> [Problem to solve]
Reproduce the material between the lines holding "Exercise. Put one point on each instance of the black headband" and "point(753, 362)", inclusive, keeping the requests. Scale every point coordinate in the answers by 0.25, rounding to whole numbers with halves going up.

++++ Records for processing ++++

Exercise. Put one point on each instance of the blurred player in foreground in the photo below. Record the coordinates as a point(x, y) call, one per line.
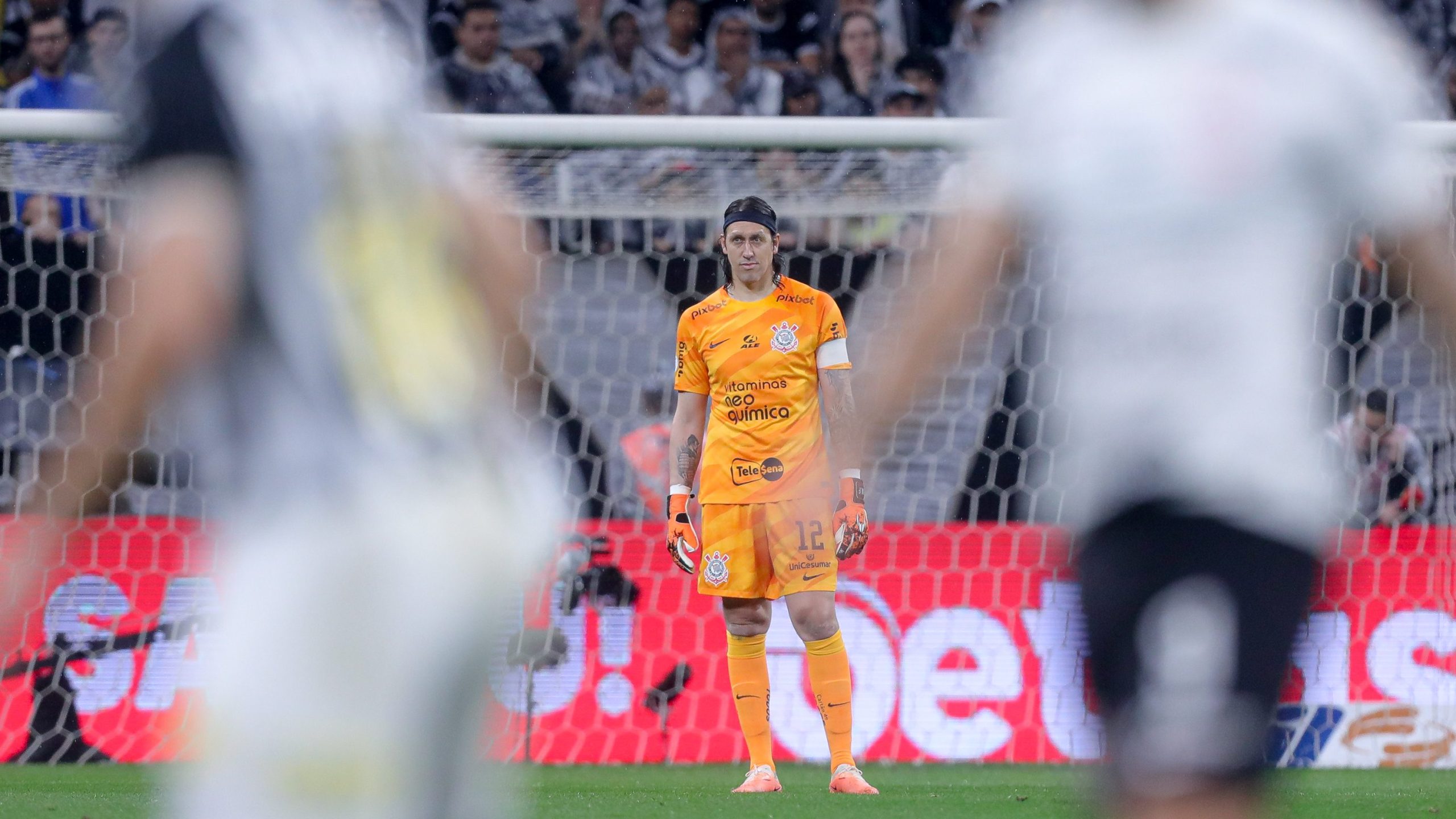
point(769, 356)
point(1192, 165)
point(332, 309)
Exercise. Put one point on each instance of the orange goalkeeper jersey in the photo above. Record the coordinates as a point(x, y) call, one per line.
point(758, 363)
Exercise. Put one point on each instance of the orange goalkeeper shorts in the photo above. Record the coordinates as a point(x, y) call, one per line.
point(768, 550)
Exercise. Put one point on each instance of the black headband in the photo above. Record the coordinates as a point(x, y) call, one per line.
point(755, 218)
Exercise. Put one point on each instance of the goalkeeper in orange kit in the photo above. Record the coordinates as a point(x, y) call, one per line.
point(753, 362)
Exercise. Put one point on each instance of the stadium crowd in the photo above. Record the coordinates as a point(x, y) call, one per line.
point(647, 57)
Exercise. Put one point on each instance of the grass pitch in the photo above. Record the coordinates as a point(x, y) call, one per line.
point(919, 792)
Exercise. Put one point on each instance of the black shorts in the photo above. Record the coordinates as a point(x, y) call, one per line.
point(1190, 627)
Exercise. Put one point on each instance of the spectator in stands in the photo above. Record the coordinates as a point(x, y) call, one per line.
point(888, 14)
point(801, 95)
point(905, 100)
point(730, 82)
point(587, 31)
point(788, 34)
point(482, 79)
point(53, 85)
point(677, 50)
point(441, 18)
point(535, 37)
point(926, 73)
point(858, 73)
point(1429, 25)
point(50, 282)
point(1389, 473)
point(18, 18)
point(976, 22)
point(617, 81)
point(105, 57)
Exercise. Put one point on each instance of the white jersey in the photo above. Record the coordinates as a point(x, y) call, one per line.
point(1196, 167)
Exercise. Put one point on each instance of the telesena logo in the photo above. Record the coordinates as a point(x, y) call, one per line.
point(749, 471)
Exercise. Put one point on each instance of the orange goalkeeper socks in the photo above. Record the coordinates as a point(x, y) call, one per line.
point(829, 678)
point(749, 674)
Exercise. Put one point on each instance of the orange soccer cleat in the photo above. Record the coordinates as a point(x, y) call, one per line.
point(849, 779)
point(760, 780)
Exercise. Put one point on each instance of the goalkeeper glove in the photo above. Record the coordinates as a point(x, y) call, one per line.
point(851, 522)
point(682, 540)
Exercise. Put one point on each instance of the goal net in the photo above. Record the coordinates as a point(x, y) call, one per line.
point(961, 620)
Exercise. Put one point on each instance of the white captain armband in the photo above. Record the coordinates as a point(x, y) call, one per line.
point(832, 353)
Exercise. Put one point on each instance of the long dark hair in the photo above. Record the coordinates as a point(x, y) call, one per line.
point(838, 66)
point(750, 205)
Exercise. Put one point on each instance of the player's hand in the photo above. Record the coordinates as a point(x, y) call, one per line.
point(851, 522)
point(682, 540)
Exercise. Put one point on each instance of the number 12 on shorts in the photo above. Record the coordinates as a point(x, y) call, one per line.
point(810, 535)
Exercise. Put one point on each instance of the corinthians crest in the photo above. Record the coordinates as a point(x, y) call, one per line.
point(715, 569)
point(784, 338)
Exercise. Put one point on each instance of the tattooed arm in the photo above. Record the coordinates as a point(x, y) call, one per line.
point(843, 421)
point(686, 442)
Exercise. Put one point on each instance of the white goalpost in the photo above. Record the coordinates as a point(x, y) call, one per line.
point(969, 569)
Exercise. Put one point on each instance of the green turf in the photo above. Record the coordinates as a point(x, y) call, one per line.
point(916, 792)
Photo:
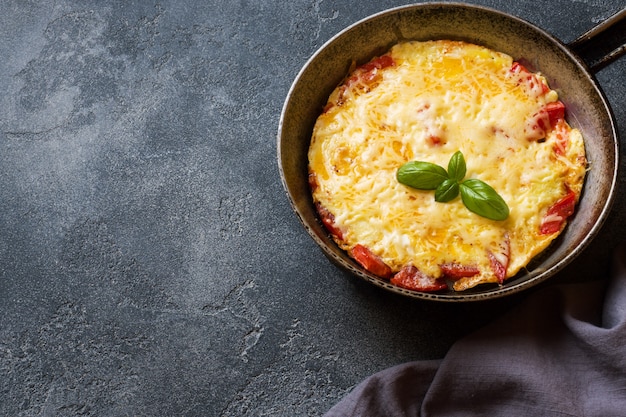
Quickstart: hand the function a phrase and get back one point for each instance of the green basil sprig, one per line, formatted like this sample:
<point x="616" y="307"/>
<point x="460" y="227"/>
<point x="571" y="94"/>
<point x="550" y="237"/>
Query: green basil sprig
<point x="478" y="196"/>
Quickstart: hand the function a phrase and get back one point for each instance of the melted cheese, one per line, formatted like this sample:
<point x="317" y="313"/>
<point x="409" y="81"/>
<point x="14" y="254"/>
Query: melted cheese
<point x="440" y="97"/>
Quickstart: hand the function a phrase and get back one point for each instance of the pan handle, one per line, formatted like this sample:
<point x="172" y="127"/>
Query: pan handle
<point x="604" y="43"/>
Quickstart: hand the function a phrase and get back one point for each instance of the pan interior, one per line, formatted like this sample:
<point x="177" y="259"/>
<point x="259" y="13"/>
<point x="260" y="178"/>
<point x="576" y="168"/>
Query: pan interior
<point x="586" y="106"/>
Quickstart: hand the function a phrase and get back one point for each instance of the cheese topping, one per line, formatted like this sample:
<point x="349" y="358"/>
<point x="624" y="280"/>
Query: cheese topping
<point x="425" y="101"/>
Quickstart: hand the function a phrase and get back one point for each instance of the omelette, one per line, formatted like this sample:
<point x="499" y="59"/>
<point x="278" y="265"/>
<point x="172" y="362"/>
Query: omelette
<point x="427" y="103"/>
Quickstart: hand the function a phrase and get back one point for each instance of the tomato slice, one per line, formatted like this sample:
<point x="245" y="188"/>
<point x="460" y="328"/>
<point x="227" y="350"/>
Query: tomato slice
<point x="557" y="214"/>
<point x="371" y="262"/>
<point x="412" y="278"/>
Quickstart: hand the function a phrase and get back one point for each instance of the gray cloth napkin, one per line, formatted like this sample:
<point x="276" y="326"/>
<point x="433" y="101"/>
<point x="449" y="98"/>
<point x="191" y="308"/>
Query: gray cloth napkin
<point x="562" y="352"/>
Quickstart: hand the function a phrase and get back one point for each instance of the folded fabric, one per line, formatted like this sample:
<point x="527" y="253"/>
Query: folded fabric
<point x="562" y="352"/>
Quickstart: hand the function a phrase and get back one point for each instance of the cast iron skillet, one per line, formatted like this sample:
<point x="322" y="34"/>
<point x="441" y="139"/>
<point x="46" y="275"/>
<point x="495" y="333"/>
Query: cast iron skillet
<point x="568" y="68"/>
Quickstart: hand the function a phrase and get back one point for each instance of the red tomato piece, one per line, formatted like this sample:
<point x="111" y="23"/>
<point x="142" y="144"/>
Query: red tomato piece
<point x="557" y="214"/>
<point x="412" y="278"/>
<point x="371" y="262"/>
<point x="328" y="220"/>
<point x="456" y="271"/>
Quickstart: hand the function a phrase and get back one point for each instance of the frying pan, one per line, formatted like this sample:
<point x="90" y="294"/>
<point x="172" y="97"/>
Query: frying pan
<point x="569" y="70"/>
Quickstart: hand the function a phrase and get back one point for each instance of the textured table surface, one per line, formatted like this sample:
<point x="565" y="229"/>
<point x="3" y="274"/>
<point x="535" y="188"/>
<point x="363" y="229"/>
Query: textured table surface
<point x="149" y="260"/>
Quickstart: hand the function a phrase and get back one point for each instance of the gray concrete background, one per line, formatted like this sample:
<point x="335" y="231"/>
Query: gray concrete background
<point x="149" y="261"/>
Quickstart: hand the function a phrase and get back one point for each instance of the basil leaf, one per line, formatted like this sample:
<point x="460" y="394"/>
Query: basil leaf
<point x="421" y="175"/>
<point x="447" y="190"/>
<point x="483" y="200"/>
<point x="457" y="167"/>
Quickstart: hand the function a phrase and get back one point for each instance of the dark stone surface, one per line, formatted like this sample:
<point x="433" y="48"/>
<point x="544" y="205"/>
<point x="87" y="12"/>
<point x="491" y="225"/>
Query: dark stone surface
<point x="149" y="261"/>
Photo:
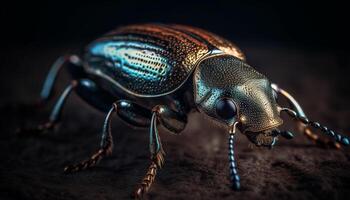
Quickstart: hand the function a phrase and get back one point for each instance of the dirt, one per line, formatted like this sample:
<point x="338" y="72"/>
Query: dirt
<point x="196" y="165"/>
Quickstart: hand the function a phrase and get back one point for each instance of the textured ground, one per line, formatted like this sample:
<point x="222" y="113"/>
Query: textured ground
<point x="196" y="164"/>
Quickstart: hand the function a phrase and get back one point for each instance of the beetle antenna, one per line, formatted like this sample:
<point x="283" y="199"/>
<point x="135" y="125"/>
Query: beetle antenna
<point x="235" y="180"/>
<point x="345" y="140"/>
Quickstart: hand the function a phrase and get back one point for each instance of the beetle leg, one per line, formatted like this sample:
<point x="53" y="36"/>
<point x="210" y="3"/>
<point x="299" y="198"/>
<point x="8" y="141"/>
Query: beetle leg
<point x="74" y="66"/>
<point x="175" y="123"/>
<point x="301" y="117"/>
<point x="55" y="114"/>
<point x="105" y="149"/>
<point x="129" y="112"/>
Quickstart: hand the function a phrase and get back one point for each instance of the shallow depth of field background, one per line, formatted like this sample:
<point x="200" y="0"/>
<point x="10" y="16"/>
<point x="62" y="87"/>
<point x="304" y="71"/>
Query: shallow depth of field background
<point x="302" y="47"/>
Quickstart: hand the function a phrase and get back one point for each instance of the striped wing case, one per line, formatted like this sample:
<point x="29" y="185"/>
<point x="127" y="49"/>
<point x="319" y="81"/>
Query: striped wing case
<point x="152" y="60"/>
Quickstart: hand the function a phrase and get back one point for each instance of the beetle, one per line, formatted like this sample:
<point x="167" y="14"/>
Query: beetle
<point x="155" y="74"/>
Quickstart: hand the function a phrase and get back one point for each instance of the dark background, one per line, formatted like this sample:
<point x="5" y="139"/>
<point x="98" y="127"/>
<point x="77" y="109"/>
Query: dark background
<point x="302" y="46"/>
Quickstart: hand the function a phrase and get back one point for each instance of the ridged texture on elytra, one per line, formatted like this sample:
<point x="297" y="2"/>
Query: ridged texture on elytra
<point x="152" y="59"/>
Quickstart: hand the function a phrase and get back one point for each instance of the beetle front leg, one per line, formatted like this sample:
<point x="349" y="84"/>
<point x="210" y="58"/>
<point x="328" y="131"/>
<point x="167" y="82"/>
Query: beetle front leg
<point x="298" y="113"/>
<point x="105" y="149"/>
<point x="175" y="123"/>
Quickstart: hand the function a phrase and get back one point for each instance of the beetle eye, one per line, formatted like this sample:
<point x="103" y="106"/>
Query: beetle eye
<point x="226" y="109"/>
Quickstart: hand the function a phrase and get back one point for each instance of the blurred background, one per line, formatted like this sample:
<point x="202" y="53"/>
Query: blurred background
<point x="302" y="46"/>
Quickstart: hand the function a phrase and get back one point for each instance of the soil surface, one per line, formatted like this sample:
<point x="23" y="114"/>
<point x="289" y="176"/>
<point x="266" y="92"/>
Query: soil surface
<point x="196" y="165"/>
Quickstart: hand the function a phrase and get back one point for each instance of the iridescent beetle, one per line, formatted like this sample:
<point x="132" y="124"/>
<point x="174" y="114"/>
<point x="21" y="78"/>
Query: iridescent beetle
<point x="153" y="74"/>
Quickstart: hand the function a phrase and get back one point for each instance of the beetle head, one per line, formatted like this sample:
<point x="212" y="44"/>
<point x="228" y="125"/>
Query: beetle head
<point x="231" y="92"/>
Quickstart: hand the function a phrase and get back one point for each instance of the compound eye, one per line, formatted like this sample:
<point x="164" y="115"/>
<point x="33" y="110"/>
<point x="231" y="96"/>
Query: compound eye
<point x="226" y="109"/>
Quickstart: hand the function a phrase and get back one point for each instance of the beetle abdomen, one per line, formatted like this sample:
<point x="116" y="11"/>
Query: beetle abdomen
<point x="150" y="60"/>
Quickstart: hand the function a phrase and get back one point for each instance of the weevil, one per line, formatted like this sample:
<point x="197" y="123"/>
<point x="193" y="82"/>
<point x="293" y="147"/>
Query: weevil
<point x="155" y="74"/>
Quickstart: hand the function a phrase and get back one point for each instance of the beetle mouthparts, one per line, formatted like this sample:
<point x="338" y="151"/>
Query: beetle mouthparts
<point x="267" y="138"/>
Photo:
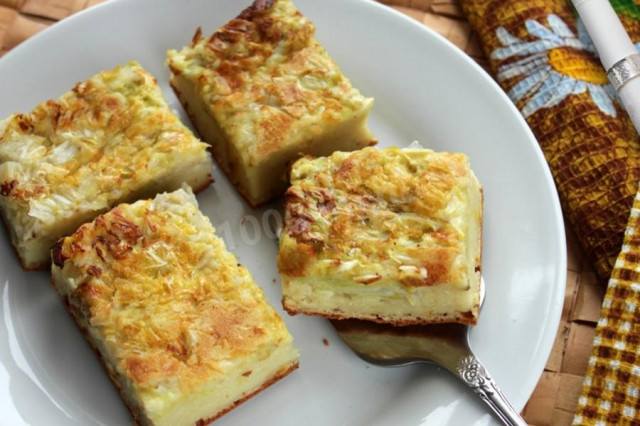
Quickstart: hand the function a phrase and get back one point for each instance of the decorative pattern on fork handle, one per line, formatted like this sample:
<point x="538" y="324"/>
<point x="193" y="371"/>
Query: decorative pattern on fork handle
<point x="476" y="377"/>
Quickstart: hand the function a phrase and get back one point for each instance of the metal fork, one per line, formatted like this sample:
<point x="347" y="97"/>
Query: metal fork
<point x="444" y="344"/>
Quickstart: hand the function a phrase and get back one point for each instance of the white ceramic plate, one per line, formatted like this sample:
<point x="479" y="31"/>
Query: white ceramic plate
<point x="425" y="90"/>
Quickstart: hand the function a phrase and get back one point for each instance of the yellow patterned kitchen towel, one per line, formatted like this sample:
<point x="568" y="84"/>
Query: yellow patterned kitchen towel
<point x="611" y="389"/>
<point x="541" y="54"/>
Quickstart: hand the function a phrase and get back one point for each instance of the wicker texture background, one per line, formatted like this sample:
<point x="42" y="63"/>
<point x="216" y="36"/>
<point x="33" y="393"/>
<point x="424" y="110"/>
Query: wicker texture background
<point x="555" y="399"/>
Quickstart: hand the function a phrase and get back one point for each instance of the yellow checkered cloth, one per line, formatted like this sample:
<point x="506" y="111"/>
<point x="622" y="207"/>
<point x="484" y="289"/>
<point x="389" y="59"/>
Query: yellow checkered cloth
<point x="540" y="53"/>
<point x="611" y="391"/>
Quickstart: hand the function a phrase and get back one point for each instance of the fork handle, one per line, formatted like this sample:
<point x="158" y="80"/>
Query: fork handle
<point x="471" y="371"/>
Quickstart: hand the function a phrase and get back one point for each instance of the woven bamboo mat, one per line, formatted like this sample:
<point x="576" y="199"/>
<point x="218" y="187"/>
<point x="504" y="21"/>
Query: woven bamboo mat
<point x="555" y="397"/>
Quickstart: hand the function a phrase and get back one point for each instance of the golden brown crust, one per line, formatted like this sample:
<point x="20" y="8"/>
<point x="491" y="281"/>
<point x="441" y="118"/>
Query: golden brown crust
<point x="370" y="203"/>
<point x="390" y="236"/>
<point x="134" y="409"/>
<point x="267" y="89"/>
<point x="175" y="311"/>
<point x="110" y="139"/>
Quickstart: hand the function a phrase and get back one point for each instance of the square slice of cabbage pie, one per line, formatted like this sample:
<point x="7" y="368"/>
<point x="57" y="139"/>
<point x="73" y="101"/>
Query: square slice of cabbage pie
<point x="261" y="90"/>
<point x="110" y="139"/>
<point x="179" y="324"/>
<point x="391" y="236"/>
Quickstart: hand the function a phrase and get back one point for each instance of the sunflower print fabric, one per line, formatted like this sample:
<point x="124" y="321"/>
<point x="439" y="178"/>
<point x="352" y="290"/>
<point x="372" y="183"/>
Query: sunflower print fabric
<point x="541" y="54"/>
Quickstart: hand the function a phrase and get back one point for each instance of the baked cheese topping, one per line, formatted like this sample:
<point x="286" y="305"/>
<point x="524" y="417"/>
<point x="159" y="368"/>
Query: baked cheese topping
<point x="107" y="138"/>
<point x="376" y="216"/>
<point x="174" y="308"/>
<point x="266" y="79"/>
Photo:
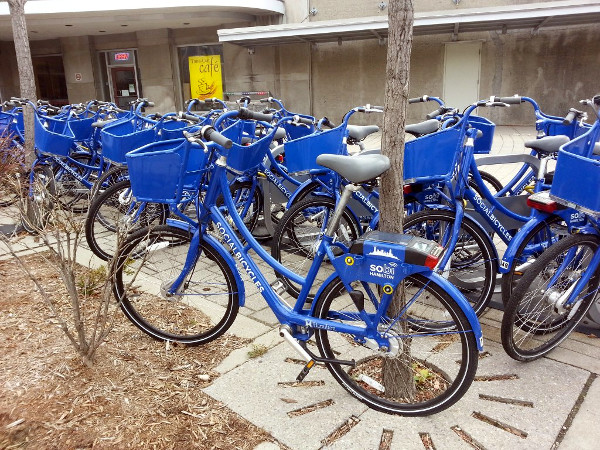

++++

> [Correct answer]
Exercise. Put one point on each instance of the black headband in the photo above. Record the coordinates as a point(x, y) call, one per line.
point(189, 55)
Exercise. Put one point on each instance of the goalkeeper in orange kit in the photo above. Record the coordinates as a point(x, y) call, one per line.
point(188, 91)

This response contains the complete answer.